▶ _CUPLIKAN HALAMAN_:

Islam Yang Mewarna-Warni

Kyai Tubagus Muhammad Tamyiz menunjukkan Al Quran mini bertinta emas di Masjid Jami Daarussalaam, Pasir Jambu, Kabupaten Bogor, Jawa Barat, Rabu (8/5/2019). Al Quran mini dengan ukuran 10 mm x 10 mm tersebut seluruh aksaranya ditulis tangan menggunakan tinta emas serta ditulis di atas lembaran kulit kayu, dan merupakan barang bersejarah peninggalan Pangeran Wijaya Kusuma salah satu pahlawan yang berjuang pada zaman kolonial Belanda. | ANTARAFOTO/Yulius Satria Wijaya
AKURAT.CO, Islam terlahir dua kali. Pertama kali ketika Muhammad bin Abdullah dilahirkan dan kali kedua ketika Al-Qur’an diturunkan. Mana yang lebih penting dari keduanya? Jika dipahami bahwa jika tidak ada Muhammad bin Abdullah, maka tidak ada Al-Qur’an yang turun, maka kelahiran Islam yang pertama lah yang penting.
Jika dipahami bahwa Muhammad bin Abdullah dilahirkan untuk menerima Al-Qur’an, maka kelahiran Islam yang kedua lah yang penting. Tapi barangkali lebih aman jika dikatakan bahwa kedua-duanya penting karena pada keduanyalah inti ajaran Islam itu sendiri, bukan hanya pada Al-Qur’an dan bukan hanya pada manusia, tetapi pertemuan keduanya pada sebuah titik.
Ada filosofi berbeda dari kedua awal kelahiran Islam tersebut. Jika kelahiran Islam ditekankan pada kelahiran Muhammad bin Abdullah, maka itu ibarat peristiwa kelahiran yang bottom up, dari bumi dan tanah dengan segala profanitasnya dan naik menggapai langit. Jika kelahiran Islam ditekankan kepada turunnya Al-Qur’an, maka itu ibarat peristiwa top down, dari langit dengan segala sakralitasnya ke bumi. Dan keduanya berjumpa di sebuah tempat bernama Gua Hira.
baca juga:
Sebagai seorang anak manusia, Muhammad bin Abdullah memang sangat manusiawi dalam ukuran yang penuh kekurangan. Tidak ada sama sekali kekuatan super yang menemaninya. Beliau terlahir dari klan yang memiliki kehormatan sebagai penjaga Ka’bah tetapi tidak memiliki harta yang melimpah, sehingga kekuasaan relatif berada di tangan mereka yang kaya.

▶ _DATA TERSIMPAN_:
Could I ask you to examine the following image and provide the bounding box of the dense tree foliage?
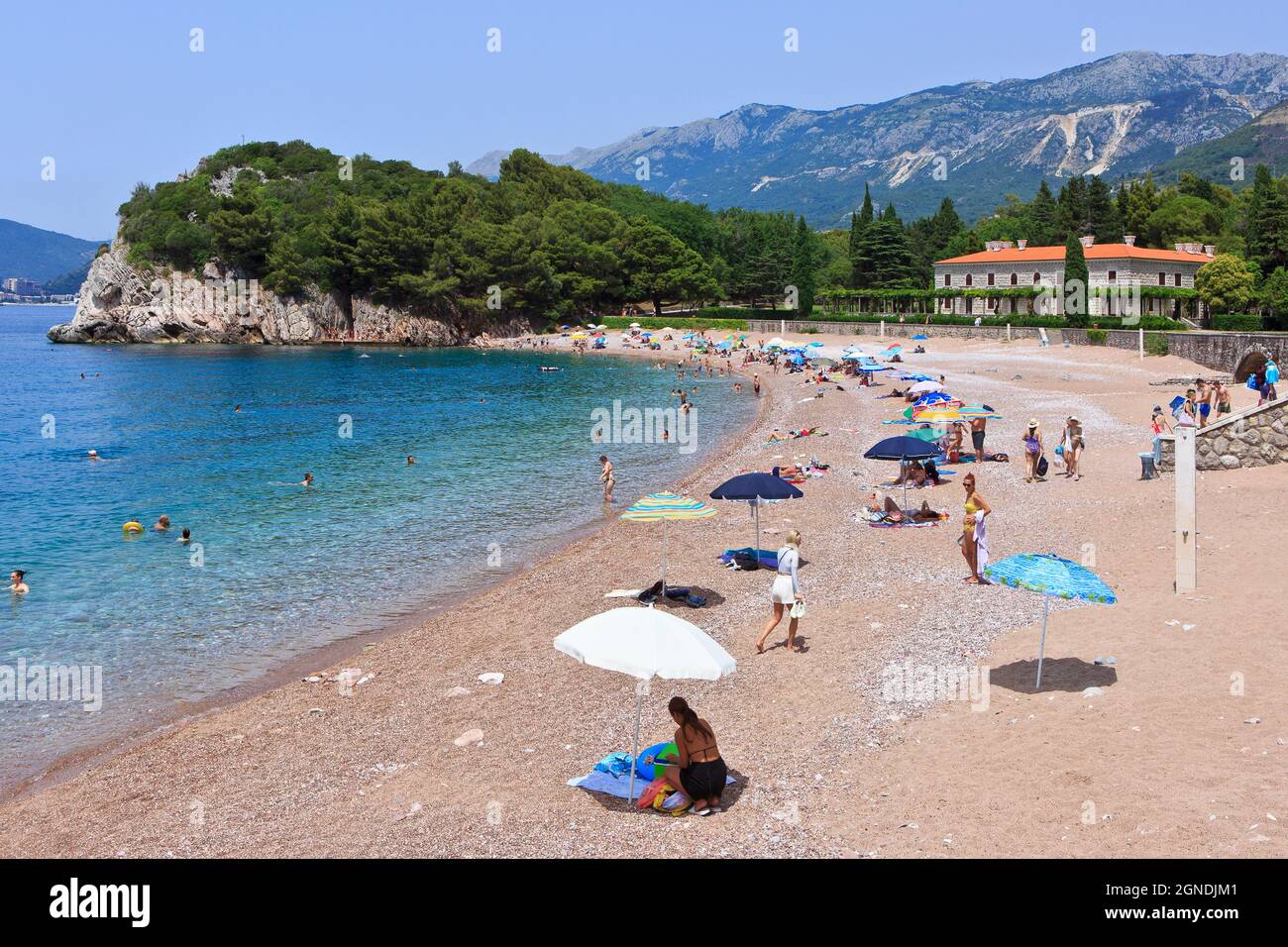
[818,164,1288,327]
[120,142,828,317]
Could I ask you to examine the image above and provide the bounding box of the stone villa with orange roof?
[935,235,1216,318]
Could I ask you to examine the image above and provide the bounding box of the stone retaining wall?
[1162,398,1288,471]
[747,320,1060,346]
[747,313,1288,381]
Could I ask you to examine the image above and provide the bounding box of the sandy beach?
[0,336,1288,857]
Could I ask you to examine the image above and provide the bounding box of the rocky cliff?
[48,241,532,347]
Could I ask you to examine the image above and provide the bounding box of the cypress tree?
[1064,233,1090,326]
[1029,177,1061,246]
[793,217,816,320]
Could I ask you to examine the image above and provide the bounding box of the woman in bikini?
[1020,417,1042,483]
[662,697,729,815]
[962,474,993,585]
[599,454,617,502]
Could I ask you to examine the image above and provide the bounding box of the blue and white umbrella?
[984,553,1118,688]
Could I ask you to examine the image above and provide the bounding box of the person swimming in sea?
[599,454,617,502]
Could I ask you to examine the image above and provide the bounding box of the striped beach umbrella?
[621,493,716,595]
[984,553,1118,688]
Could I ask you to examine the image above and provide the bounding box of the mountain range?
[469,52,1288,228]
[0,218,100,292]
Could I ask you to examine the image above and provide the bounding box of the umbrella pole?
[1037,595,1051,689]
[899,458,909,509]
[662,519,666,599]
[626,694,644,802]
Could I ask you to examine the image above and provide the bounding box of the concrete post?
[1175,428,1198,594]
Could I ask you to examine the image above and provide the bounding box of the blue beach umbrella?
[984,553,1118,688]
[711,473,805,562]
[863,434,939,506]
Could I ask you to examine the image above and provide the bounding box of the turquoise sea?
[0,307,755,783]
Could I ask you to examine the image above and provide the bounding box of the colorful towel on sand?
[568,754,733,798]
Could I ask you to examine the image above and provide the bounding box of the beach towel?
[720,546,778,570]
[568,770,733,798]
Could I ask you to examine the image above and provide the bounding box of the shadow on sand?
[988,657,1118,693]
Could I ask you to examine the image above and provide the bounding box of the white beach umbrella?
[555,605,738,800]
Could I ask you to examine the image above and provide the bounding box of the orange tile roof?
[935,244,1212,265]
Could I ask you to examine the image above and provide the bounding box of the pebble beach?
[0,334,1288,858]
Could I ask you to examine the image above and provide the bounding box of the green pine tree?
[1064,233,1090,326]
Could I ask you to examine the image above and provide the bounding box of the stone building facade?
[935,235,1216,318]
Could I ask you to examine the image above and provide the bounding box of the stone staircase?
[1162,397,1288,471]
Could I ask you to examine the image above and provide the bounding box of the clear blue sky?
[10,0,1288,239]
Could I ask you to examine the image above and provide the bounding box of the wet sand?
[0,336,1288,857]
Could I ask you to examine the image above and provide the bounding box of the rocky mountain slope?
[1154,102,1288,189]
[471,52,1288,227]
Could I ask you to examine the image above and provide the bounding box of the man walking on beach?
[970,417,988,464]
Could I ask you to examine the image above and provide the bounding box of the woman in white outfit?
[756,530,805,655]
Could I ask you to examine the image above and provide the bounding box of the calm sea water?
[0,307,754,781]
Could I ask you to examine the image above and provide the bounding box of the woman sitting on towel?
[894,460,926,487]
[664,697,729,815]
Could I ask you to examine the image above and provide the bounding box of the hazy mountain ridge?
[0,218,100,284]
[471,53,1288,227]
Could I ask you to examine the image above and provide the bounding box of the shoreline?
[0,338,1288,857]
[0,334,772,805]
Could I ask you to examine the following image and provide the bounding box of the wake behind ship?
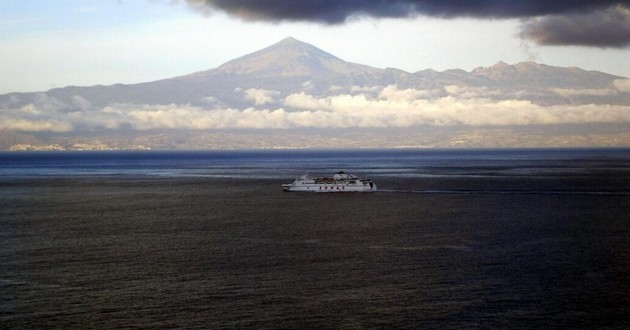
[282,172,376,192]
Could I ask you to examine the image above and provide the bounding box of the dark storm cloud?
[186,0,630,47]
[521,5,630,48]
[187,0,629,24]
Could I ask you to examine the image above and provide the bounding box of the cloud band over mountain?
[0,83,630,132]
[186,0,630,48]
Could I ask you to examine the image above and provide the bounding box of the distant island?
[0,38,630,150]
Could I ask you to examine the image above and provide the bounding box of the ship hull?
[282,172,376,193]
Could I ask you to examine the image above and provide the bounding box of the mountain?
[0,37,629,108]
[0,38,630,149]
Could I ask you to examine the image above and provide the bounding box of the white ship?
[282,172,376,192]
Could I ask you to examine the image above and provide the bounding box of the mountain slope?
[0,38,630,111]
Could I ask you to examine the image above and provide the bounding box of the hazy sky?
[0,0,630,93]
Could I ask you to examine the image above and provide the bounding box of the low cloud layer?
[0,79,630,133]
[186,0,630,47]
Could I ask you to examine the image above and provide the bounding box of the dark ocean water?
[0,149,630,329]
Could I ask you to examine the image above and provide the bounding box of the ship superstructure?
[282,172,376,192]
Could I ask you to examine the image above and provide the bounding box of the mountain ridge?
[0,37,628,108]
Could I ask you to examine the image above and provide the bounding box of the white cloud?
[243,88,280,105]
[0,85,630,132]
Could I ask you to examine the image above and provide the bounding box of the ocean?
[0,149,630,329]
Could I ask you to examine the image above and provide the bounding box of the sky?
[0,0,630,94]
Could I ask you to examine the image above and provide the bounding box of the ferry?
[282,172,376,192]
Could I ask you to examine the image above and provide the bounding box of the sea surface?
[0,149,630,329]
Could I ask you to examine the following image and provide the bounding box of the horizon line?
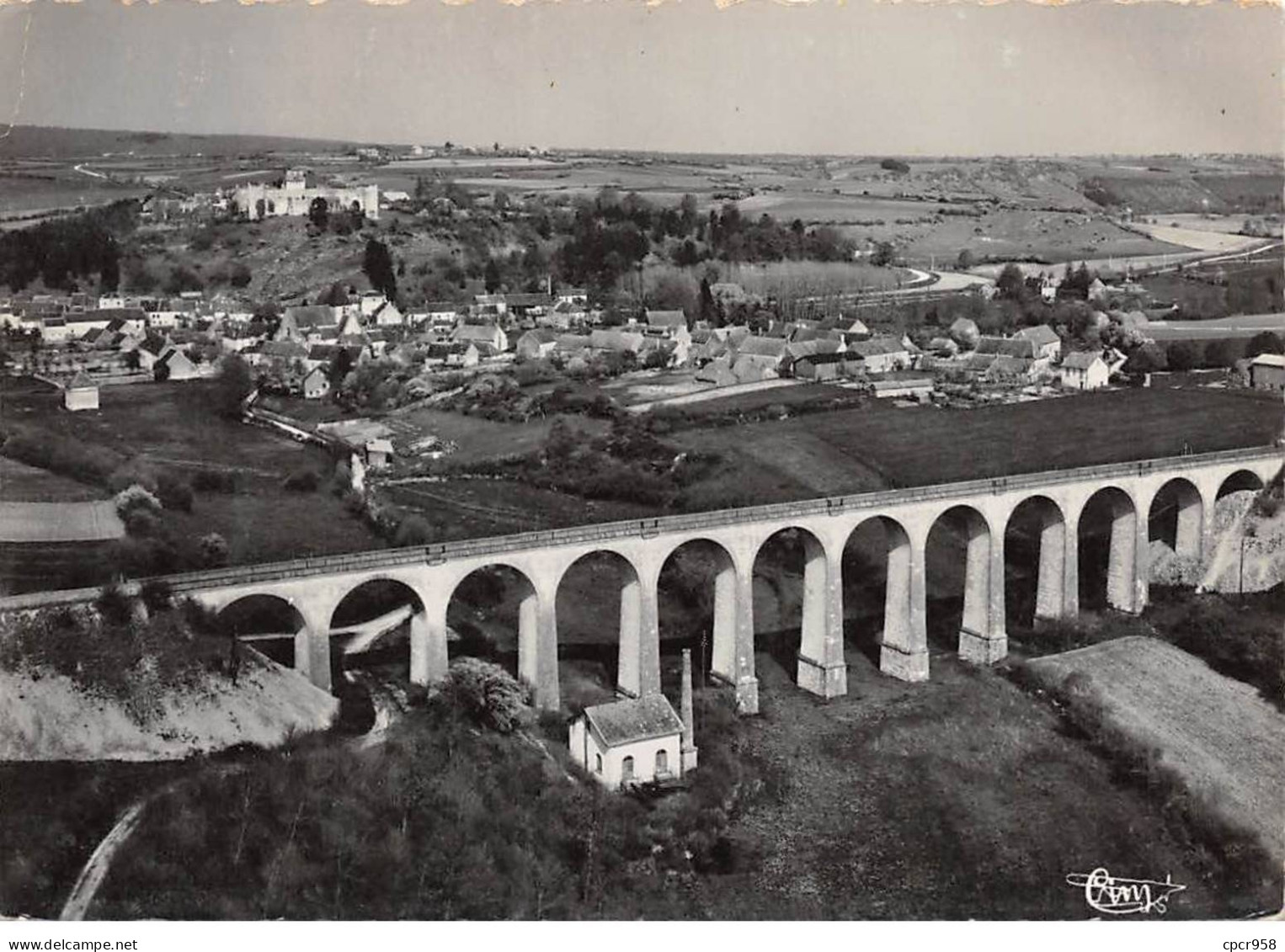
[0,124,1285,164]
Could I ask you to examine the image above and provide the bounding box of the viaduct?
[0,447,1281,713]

▶ _INSTRUKSI TUGAS 1_:
Jawab pertanyaan berikut berdasarkan artikel tentang kelahiran Islam:
(a) Berapa ukuran Al Quran mini yang disebutkan di keterangan foto?
(b) Di tempat bernama apa kedua awal kelahiran Islam berjumpa?
(c) Klan tempat Muhammad bin Abdullah terlahir memiliki kehormatan sebagai apa?
▶ _INSTRUKSI TUGAS 2_:
Tuliskan kembali bagian artikel tentang kelahiran Islam tanpa perubahan. Mulailah pada kata-kata "Jika dipahami bahwa Muhammad" dan berhentilah setelah kata-kata "pada sebuah titik.".
▶ _INSTRUKSI TUGAS 3_:
Lanjutkan artikel tentang kelahiran Islam, dimulai setelah kalimat terakhir yang ditampilkan.

▶ _HASIL 1_:
(a) 10 mm x 10 mm
(b) Gua Hira
(c) Penjaga Ka’bah

▶ _HASIL 2_:
Jika dipahami bahwa Muhammad bin Abdullah dilahirkan untuk menerima Al-Qur’an, maka kelahiran Islam yang kedua lah yang penting. Tapi barangkali lebih aman jika dikatakan bahwa kedua-duanya penting karena pada keduanyalah inti ajaran Islam itu sendiri, bukan hanya pada Al-Qur’an dan bukan hanya pada manusia, tetapi pertemuan keduanya pada sebuah titik.

▶ _HASIL 3_:
Beliau terlahir tanpa ayah di masyarakat yang mengagungkan laki-laki dan menghinakan perempuan. Ibunya pun tidak lama menemani karena menyusul suaminya kala Muhammad bin Abdullah masih kecil yang membuat Muhammad bin Abdullah harus berpindah-pindah pengasuhan ke kakeknya, Abdul Muthalib dan hingga pamannya, Abu Thalib.
Kelemahan ekonomi dan penindasan ekonomi, kelemahan posisi perempuan dan penindasan perempuan, kelemahan posisi sosial-politik dan penindasan sosia-politik, kelemahan posisi ras dan perbudakan, serta kelemahan-kelemahan lain adalah hal-hal yang dilihat oleh Muhammad bin Abdullah sehari-hari dan bahkan dialaminya sendiri. Itu pula yang membawa beliau melakukan permenungan di Jabal Nur, sebuah tempat yang agak jauh dari kota Makkah. Semua itulah yang nantinya mewarnai ajaran Islam yang dibawanya: pembelaan terhadap kaum lemah!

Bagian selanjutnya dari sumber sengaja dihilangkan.